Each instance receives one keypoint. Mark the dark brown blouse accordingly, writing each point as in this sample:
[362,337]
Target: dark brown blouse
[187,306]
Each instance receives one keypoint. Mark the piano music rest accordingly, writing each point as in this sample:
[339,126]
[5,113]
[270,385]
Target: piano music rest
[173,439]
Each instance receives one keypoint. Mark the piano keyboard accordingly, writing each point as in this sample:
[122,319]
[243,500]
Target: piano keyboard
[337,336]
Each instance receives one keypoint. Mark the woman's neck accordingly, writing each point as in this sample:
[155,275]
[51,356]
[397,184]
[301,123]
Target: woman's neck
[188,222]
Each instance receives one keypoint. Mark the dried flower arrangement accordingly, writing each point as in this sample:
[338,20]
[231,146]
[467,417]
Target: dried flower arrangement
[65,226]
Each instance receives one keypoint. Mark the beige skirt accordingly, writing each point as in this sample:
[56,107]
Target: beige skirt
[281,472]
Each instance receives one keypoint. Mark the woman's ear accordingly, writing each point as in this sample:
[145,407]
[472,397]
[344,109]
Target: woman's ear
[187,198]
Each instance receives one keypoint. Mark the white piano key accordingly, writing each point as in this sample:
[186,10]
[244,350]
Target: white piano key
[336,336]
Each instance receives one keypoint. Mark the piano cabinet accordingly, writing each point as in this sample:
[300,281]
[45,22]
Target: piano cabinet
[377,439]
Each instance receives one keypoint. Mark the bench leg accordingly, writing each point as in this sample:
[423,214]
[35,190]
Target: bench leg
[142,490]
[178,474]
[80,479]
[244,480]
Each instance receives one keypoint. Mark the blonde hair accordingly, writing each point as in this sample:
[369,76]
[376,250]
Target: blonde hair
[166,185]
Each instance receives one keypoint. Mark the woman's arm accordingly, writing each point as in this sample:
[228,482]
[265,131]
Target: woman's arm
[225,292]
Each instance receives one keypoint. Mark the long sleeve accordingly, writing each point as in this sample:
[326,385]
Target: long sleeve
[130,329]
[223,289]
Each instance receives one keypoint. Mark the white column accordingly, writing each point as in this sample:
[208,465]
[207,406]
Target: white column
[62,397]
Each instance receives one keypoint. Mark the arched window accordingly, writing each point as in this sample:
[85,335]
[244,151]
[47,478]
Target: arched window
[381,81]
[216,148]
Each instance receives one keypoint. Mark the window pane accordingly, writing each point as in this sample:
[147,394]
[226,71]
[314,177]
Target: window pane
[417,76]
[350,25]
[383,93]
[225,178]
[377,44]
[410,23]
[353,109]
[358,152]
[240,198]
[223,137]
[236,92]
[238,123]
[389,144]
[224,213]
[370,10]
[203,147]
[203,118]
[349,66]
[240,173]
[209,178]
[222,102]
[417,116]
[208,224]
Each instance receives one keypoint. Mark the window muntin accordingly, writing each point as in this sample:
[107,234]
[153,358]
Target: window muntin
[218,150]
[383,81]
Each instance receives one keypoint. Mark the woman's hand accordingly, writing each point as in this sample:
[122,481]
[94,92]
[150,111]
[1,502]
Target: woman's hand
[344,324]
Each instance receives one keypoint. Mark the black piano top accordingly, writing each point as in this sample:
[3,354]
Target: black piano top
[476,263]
------------------------------------------------------------
Stated problem
Rewrite the stretch of the listing from the line containing "Each instance receives one keypoint. Mark the black" through the end of the listing, including the requests. Scale every answer coordinate by 2.05 and round it to the nearest whole number, with halves rounding up.

Problem solution
Each instance receives one keypoint. Mark the black piano top accordingly, writing each point as in this sample:
[3,354]
Target: black piano top
[976,539]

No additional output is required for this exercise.